> **Stored items**

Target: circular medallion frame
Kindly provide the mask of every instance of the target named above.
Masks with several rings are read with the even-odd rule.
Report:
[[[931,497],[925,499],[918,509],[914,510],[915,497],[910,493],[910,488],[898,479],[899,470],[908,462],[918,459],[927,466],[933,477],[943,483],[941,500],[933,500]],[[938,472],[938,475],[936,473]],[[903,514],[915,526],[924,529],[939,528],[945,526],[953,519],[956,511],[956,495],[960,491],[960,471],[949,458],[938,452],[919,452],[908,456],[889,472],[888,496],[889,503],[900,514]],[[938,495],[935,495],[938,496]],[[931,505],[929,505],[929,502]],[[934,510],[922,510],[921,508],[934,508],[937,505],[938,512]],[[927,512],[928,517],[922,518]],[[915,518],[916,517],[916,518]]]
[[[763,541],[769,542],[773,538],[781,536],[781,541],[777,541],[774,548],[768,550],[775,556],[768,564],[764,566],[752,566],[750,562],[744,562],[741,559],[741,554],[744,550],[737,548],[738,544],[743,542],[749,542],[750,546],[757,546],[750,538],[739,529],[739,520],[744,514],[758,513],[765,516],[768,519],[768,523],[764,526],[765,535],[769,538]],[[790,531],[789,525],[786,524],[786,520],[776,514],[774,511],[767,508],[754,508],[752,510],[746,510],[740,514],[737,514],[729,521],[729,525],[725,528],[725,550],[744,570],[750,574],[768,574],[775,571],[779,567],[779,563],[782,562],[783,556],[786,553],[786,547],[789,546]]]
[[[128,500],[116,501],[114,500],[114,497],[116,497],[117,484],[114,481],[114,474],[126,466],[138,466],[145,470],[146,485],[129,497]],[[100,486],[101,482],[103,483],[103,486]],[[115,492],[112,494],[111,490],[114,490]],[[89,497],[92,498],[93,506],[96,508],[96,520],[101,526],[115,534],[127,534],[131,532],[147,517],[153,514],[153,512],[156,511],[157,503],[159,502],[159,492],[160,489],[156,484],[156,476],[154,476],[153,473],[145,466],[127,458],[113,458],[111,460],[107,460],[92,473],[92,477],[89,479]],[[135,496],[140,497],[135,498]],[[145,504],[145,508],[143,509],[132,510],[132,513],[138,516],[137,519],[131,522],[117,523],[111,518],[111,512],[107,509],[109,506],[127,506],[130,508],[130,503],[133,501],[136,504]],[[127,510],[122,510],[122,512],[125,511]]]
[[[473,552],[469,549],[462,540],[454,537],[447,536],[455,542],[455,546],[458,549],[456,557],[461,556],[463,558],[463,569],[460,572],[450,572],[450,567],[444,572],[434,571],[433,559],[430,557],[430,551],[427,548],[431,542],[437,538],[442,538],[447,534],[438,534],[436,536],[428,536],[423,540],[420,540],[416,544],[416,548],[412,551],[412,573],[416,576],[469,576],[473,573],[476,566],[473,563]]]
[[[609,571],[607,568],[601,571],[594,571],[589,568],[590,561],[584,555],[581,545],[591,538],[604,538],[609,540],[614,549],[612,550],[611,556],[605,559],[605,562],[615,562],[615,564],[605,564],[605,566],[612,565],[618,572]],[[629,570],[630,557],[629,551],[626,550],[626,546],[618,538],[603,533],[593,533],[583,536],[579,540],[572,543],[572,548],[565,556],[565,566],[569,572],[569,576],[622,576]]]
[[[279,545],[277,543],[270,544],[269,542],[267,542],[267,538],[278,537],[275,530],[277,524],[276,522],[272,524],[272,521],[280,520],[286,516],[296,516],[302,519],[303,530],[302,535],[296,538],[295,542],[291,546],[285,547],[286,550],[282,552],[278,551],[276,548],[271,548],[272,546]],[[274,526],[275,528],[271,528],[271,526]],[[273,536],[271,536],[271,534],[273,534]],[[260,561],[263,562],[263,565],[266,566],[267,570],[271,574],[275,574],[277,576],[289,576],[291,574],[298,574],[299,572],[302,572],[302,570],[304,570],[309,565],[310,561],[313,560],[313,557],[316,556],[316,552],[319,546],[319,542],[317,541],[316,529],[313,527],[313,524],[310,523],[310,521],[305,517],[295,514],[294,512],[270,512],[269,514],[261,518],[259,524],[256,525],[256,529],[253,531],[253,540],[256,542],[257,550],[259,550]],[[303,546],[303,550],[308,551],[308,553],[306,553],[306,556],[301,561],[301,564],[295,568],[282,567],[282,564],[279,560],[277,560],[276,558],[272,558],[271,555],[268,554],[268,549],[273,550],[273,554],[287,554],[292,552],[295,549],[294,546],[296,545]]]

> **Aim of the task**
Every record must be transcribed precisely, down to the last character.

> **Written response**
Target: circular medallion frame
Kindly provide the mask of every instance of the target named above.
Masks with several rings are read with the even-odd rule.
Report:
[[[931,497],[925,499],[918,509],[914,510],[915,497],[910,493],[910,488],[898,479],[899,470],[908,462],[918,459],[927,466],[933,477],[943,483],[941,500],[933,500]],[[938,472],[938,475],[936,473]],[[903,514],[915,526],[924,529],[939,528],[945,526],[953,519],[956,511],[956,495],[960,491],[960,471],[949,458],[938,452],[919,452],[908,456],[889,472],[888,496],[889,503],[900,514]],[[938,495],[935,495],[938,496]],[[931,505],[929,505],[929,502]],[[934,510],[922,510],[921,508],[934,508],[937,505],[938,512]],[[927,512],[928,517],[922,518]],[[915,518],[916,517],[916,518]]]
[[[763,541],[769,542],[773,538],[781,536],[781,541],[777,541],[774,548],[768,550],[775,556],[768,564],[764,566],[752,566],[750,562],[744,562],[741,559],[741,554],[744,550],[737,548],[738,544],[743,542],[749,542],[750,546],[757,546],[750,538],[739,529],[739,520],[744,514],[758,513],[765,516],[768,519],[768,523],[764,526],[765,535],[769,538]],[[790,531],[789,525],[786,524],[786,520],[776,514],[774,511],[767,508],[754,508],[752,510],[746,510],[740,514],[737,514],[729,521],[729,525],[725,528],[725,550],[744,570],[750,574],[768,574],[775,571],[779,567],[779,563],[782,562],[783,556],[786,553],[786,547],[789,546]]]
[[[128,500],[116,501],[114,500],[114,497],[116,497],[117,484],[114,481],[114,474],[126,466],[138,466],[145,470],[146,485],[129,497]],[[100,486],[101,482],[103,483],[103,486]],[[115,492],[112,494],[111,490],[114,490]],[[89,497],[92,498],[93,506],[96,508],[96,520],[101,526],[115,534],[127,534],[131,532],[147,517],[153,514],[153,512],[156,511],[157,503],[159,502],[159,492],[160,489],[156,484],[156,476],[154,476],[153,473],[145,466],[127,458],[113,458],[111,460],[107,460],[92,473],[92,477],[89,479]],[[135,496],[140,497],[135,498]],[[145,504],[145,508],[143,509],[132,510],[132,513],[138,516],[137,519],[131,522],[117,523],[111,518],[111,512],[107,509],[109,506],[127,506],[130,508],[130,503],[133,501],[136,504]],[[127,510],[122,510],[122,512],[125,511]]]
[[[473,552],[469,549],[462,540],[454,537],[447,536],[455,542],[455,546],[458,549],[456,557],[461,556],[463,558],[463,569],[460,572],[450,572],[450,567],[444,572],[434,571],[433,559],[430,557],[430,551],[427,548],[431,542],[437,538],[442,538],[447,534],[438,534],[436,536],[428,536],[423,540],[420,540],[416,544],[416,548],[412,551],[412,573],[416,576],[469,576],[473,573],[476,566],[473,563]]]
[[[609,571],[607,568],[601,571],[594,571],[589,568],[590,561],[584,555],[581,545],[591,538],[604,538],[609,540],[614,549],[612,550],[611,556],[605,559],[605,562],[615,562],[615,564],[605,564],[605,566],[612,565],[618,572]],[[629,570],[630,557],[629,551],[626,550],[626,546],[618,538],[603,533],[593,533],[583,536],[579,540],[572,543],[572,548],[565,556],[565,566],[569,572],[569,576],[622,576]]]
[[[279,545],[277,543],[270,544],[269,542],[267,542],[267,538],[278,537],[275,530],[277,524],[276,522],[272,524],[272,521],[280,520],[286,516],[296,516],[302,519],[303,530],[302,535],[296,538],[295,542],[291,546],[285,547],[286,550],[282,552],[278,551],[276,548],[271,548],[272,546]],[[274,526],[275,528],[271,528],[271,526]],[[273,536],[271,536],[271,534],[273,534]],[[260,561],[263,562],[263,565],[266,566],[267,570],[271,574],[275,574],[277,576],[289,576],[291,574],[298,574],[299,572],[302,572],[302,570],[304,570],[309,565],[310,561],[313,560],[313,557],[316,556],[316,552],[319,546],[319,542],[317,541],[316,529],[313,527],[313,524],[310,523],[310,521],[305,517],[295,514],[294,512],[270,512],[269,514],[261,518],[259,524],[256,525],[256,529],[253,531],[253,540],[256,542],[257,550],[259,550]],[[303,546],[303,550],[308,551],[308,553],[306,553],[306,556],[301,561],[301,564],[295,568],[282,567],[282,564],[279,560],[277,560],[276,558],[272,558],[271,555],[268,554],[268,549],[273,550],[273,554],[287,554],[292,552],[295,549],[294,546],[296,545]]]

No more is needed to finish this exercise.